Exercise task a:
Answer these questions about the notes on encoding and evolution, each from a different part of the notes:
(i) What name do the notes give to building systems that make it easy to adapt to change?
(ii) What does Ruby have for encoding in-memory objects into byte sequences?
(iii) What is XML often criticized for?
>> Start Source excerpt
Chapter 4 - Encoding and Evolution
· 6 min readThese are my notes from the fourth chapter of Martin Kleppmann's Designing Data Intensive Applications.
Table of Contents
We should aim to build systems that make it easy to adapt to change: Evolvability.
Rolling upgrade: Deploying a new version to a few nodes at a time, checking whether the new version is running smoothly, and gradually working your way through all the nodes.
With rolling upgrades, new and old versions of the code, and old and new data formats may potentially all coexist in the system at the same time. For a system to run smoothly, compatibility needs to be in both directions.
Backward compatibility: Newer code can read data that was written by older code. Simpler to achieve.
Forward compatibility: Older code can read data written by newer code. This is trickier because it requires older code to ignore additions made by a newer version of the code.
Formats for Encoding Data #
Programs work with data that have at least 2 different representations:
- In memory data structures: optimized for efficient access and CPU manipulation
- Sequence of bytes (e.g. JSON) for transmitting over the network.
We need some kind of translation between the two representations:
Encoding/Serialization/Marshalling - Translation from in-memory representation to a byte sequence.
Decoding/ Deserialization - Byte sequence to in-memory representation.
There are a number of different libraries and encoding formats to choose from which we'll discuss next.
Language-Specific Formats #
Different programming languages have their built-in support for encoding in-memory objects into byte sequences. Java has Serializable, Ruby has Marshal and so on. However, these language-specific encodings have their own problems:
- The encoding is tied to a particular programming language, and reading the data in another language is difficult.
- Versioning data is often an afterthought. They often neglect the problems of backward and forward compatibility since they're intended for quick and easy use.
- Efficiency is also an afterthought. Java's serialization is notorious for bad performance and bloated encoding.
JSON, XML, and Binary Variants #
JSON and XML are the obvious contenders for standard encodings. CSV is another option. These formats are widely known, widely supported, and almost as widely disliked.
XML is often criticized for its verbose syntax. Apart from superficial syntactic issues, they also have subtle problems:
- There's ambiguity around how numbers are encoded. In XML and CSV, there's no distinction between a number and a string that happens to have digits. JSON distinguishes both, but does not distinguish integers and floating-point numbers, and does not specify a precision.
- No support for binary strings (sequences of bytes without a character encoding)
- Optional schema support for XML and JSON
Binary Encoding #
The choice of data format can have a big impact especially when the dataset is in the order of terabytes.
>> End Source excerpt
>> Start Entries shown
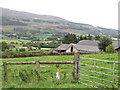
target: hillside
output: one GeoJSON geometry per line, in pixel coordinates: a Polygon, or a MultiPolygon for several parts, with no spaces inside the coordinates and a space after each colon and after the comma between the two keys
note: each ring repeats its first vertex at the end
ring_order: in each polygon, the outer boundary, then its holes
{"type": "Polygon", "coordinates": [[[37,15],[28,12],[2,8],[3,35],[5,34],[104,34],[117,36],[117,30],[94,27],[89,24],[70,22],[50,15],[37,15]]]}

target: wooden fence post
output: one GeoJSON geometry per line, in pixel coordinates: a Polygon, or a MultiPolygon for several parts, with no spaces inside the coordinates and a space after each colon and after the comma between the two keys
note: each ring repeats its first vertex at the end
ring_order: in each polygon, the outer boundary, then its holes
{"type": "Polygon", "coordinates": [[[74,54],[74,61],[75,61],[75,64],[74,64],[74,80],[76,82],[78,82],[78,80],[79,80],[79,60],[80,60],[79,53],[75,52],[75,54],[74,54]]]}
{"type": "Polygon", "coordinates": [[[36,72],[37,72],[37,76],[39,77],[40,76],[40,63],[39,61],[36,61],[36,72]]]}
{"type": "Polygon", "coordinates": [[[3,67],[4,67],[4,81],[7,82],[8,77],[7,77],[7,63],[3,62],[3,67]]]}

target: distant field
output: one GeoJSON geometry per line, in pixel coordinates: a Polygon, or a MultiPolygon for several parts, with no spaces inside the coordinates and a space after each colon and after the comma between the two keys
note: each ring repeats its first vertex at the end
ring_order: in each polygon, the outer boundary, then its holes
{"type": "MultiPolygon", "coordinates": [[[[110,61],[117,61],[118,60],[118,54],[112,53],[112,54],[86,54],[86,55],[80,55],[81,57],[87,57],[87,58],[96,58],[96,59],[103,59],[103,60],[110,60],[110,61]]],[[[73,55],[61,55],[61,56],[38,56],[38,57],[25,57],[25,58],[3,58],[3,62],[29,62],[29,61],[72,61],[74,58],[73,55]]],[[[89,60],[80,60],[81,63],[91,64],[93,65],[94,62],[89,60]]],[[[98,62],[98,66],[106,67],[106,68],[112,68],[112,64],[110,63],[102,63],[98,62]]],[[[41,65],[41,80],[36,81],[36,77],[34,74],[30,74],[35,70],[35,65],[9,65],[8,66],[8,82],[3,83],[4,88],[91,88],[86,85],[73,83],[73,65],[60,65],[60,72],[61,72],[61,80],[60,81],[53,81],[51,75],[55,78],[55,71],[56,71],[56,65],[41,65]],[[30,81],[28,83],[25,83],[21,81],[19,77],[19,72],[24,72],[24,70],[27,70],[30,77],[30,81]],[[67,73],[67,78],[63,79],[64,73],[67,73]],[[53,73],[53,74],[51,74],[53,73]]],[[[87,69],[94,69],[90,68],[88,66],[84,66],[84,68],[87,69]]],[[[118,65],[116,64],[115,69],[118,69],[118,65]]],[[[103,69],[97,69],[97,71],[102,71],[104,73],[112,73],[111,71],[103,70],[103,69]]],[[[87,75],[108,79],[111,80],[111,77],[104,76],[104,75],[97,75],[92,74],[90,72],[80,71],[80,73],[85,73],[87,75]]],[[[28,76],[29,76],[28,75],[28,76]]],[[[115,75],[118,75],[118,72],[115,72],[115,75]]],[[[80,76],[81,78],[86,78],[85,76],[80,76]]],[[[86,78],[88,80],[96,81],[95,79],[86,78]]],[[[118,81],[118,78],[115,78],[115,81],[118,81]]],[[[84,82],[84,81],[83,81],[84,82]]],[[[111,86],[111,83],[106,83],[100,80],[97,80],[99,83],[107,84],[111,86]]],[[[91,83],[89,83],[91,84],[91,83]]],[[[115,85],[115,87],[118,87],[115,85]]]]}

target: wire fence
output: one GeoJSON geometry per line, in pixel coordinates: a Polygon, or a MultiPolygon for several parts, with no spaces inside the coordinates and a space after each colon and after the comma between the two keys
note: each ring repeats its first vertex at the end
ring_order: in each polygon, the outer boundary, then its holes
{"type": "Polygon", "coordinates": [[[108,61],[93,58],[80,57],[80,80],[79,83],[94,88],[106,87],[116,88],[120,85],[118,78],[118,61],[108,61]],[[82,63],[81,60],[88,60],[90,64],[82,63]],[[93,62],[91,64],[91,62],[93,62]],[[99,63],[99,66],[97,65],[99,63]],[[101,66],[100,66],[101,63],[101,66]],[[109,64],[109,68],[106,67],[109,64]],[[103,67],[104,66],[104,67],[103,67]],[[110,68],[111,66],[111,68],[110,68]],[[100,78],[102,76],[102,78],[100,78]]]}

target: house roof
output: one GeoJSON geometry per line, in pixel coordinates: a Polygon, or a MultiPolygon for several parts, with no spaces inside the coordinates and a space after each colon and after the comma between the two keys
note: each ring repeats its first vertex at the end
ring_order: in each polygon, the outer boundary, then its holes
{"type": "Polygon", "coordinates": [[[120,47],[120,42],[119,41],[113,41],[112,45],[115,47],[115,49],[120,47]]]}
{"type": "MultiPolygon", "coordinates": [[[[79,51],[99,52],[98,43],[99,41],[97,40],[81,40],[77,44],[62,44],[55,50],[67,50],[70,46],[74,46],[79,51]]],[[[118,45],[118,41],[113,41],[112,45],[115,49],[120,47],[120,44],[118,45]]]]}
{"type": "Polygon", "coordinates": [[[74,47],[78,50],[78,51],[87,51],[87,52],[99,52],[99,48],[98,46],[88,46],[88,45],[79,45],[76,44],[74,45],[74,47]]]}
{"type": "Polygon", "coordinates": [[[97,40],[81,40],[77,43],[77,45],[87,45],[87,46],[97,46],[99,41],[97,40]]]}
{"type": "Polygon", "coordinates": [[[55,50],[66,50],[69,46],[70,46],[70,44],[62,44],[55,50]]]}

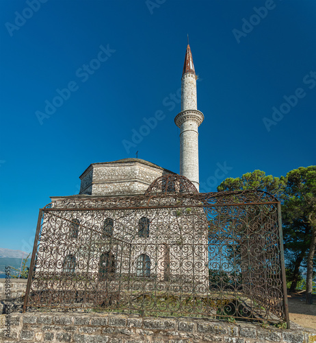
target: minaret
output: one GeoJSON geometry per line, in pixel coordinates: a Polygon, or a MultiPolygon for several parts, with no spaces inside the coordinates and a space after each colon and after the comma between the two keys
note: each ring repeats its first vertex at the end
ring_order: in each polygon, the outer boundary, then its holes
{"type": "Polygon", "coordinates": [[[174,118],[180,128],[180,174],[187,177],[198,191],[198,132],[204,120],[196,102],[196,75],[189,44],[181,78],[181,112],[174,118]]]}

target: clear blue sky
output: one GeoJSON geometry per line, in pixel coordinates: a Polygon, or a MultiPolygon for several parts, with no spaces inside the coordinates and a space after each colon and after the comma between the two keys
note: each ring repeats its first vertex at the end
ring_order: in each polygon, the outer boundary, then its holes
{"type": "Polygon", "coordinates": [[[92,163],[138,150],[179,172],[187,34],[205,117],[201,191],[256,169],[280,176],[315,164],[315,1],[42,1],[0,2],[0,247],[30,250],[38,209],[50,196],[78,193],[92,163]],[[66,87],[68,99],[41,125],[36,112],[66,87]],[[295,106],[265,125],[295,92],[295,106]],[[142,129],[159,110],[163,119],[142,129]],[[133,130],[144,134],[127,151],[133,130]]]}

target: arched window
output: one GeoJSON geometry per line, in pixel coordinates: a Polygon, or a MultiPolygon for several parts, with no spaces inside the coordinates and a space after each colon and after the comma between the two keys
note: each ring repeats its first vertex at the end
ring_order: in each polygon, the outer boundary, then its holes
{"type": "Polygon", "coordinates": [[[111,251],[100,257],[98,276],[100,279],[113,279],[115,274],[115,257],[111,251]]]}
{"type": "Polygon", "coordinates": [[[65,257],[62,265],[62,271],[64,273],[74,273],[76,267],[76,257],[75,255],[68,255],[65,257]]]}
{"type": "Polygon", "coordinates": [[[70,238],[78,238],[79,227],[80,220],[75,218],[71,221],[70,224],[70,238]]]}
{"type": "Polygon", "coordinates": [[[137,257],[136,264],[136,276],[149,277],[150,276],[150,258],[146,254],[137,257]]]}
{"type": "Polygon", "coordinates": [[[149,223],[148,218],[142,217],[138,222],[138,235],[147,238],[149,237],[149,223]]]}
{"type": "Polygon", "coordinates": [[[111,218],[107,218],[103,224],[103,237],[113,235],[114,222],[111,218]]]}
{"type": "Polygon", "coordinates": [[[170,277],[170,248],[163,244],[163,281],[169,281],[170,277]]]}

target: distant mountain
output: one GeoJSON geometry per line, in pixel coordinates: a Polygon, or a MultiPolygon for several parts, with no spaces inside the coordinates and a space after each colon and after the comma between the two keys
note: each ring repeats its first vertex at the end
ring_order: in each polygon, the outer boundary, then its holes
{"type": "Polygon", "coordinates": [[[11,249],[6,249],[5,248],[0,248],[0,258],[22,259],[22,257],[23,257],[23,259],[25,259],[28,255],[28,252],[22,250],[12,250],[11,249]]]}

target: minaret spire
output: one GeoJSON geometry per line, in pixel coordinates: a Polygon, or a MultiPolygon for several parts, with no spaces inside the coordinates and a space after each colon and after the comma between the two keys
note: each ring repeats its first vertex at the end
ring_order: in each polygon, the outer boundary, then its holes
{"type": "Polygon", "coordinates": [[[181,112],[174,118],[174,122],[180,128],[180,174],[186,176],[198,191],[198,128],[204,115],[198,110],[196,78],[192,54],[187,44],[181,78],[181,112]]]}

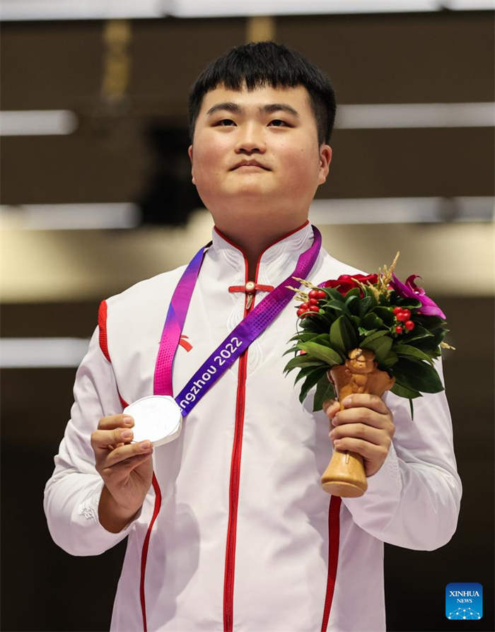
>> End Entries shown
Exercise task b:
Print the listing lines verbatim, beginning at the line that contains "target: minaret spire" and ending at the end of the listing. Leave the pictures out of your answer.

Full answer a:
(i) Evolvability
(ii) Marshal
(iii) Its verbose syntax

Full answer b:
target: minaret spire
output: one GeoJSON geometry per line, in pixel coordinates: a Polygon, or a MultiPolygon for several parts, with no spaces inside the coordinates and a space after each colon and after the comma between the two keys
note: each ring repeats its first vertex at the end
ring_order: in each polygon, the outer boundary, then its holes
{"type": "Polygon", "coordinates": [[[181,112],[174,118],[174,122],[180,128],[180,174],[186,176],[198,191],[198,128],[204,115],[198,110],[196,78],[192,54],[187,44],[181,78],[181,112]]]}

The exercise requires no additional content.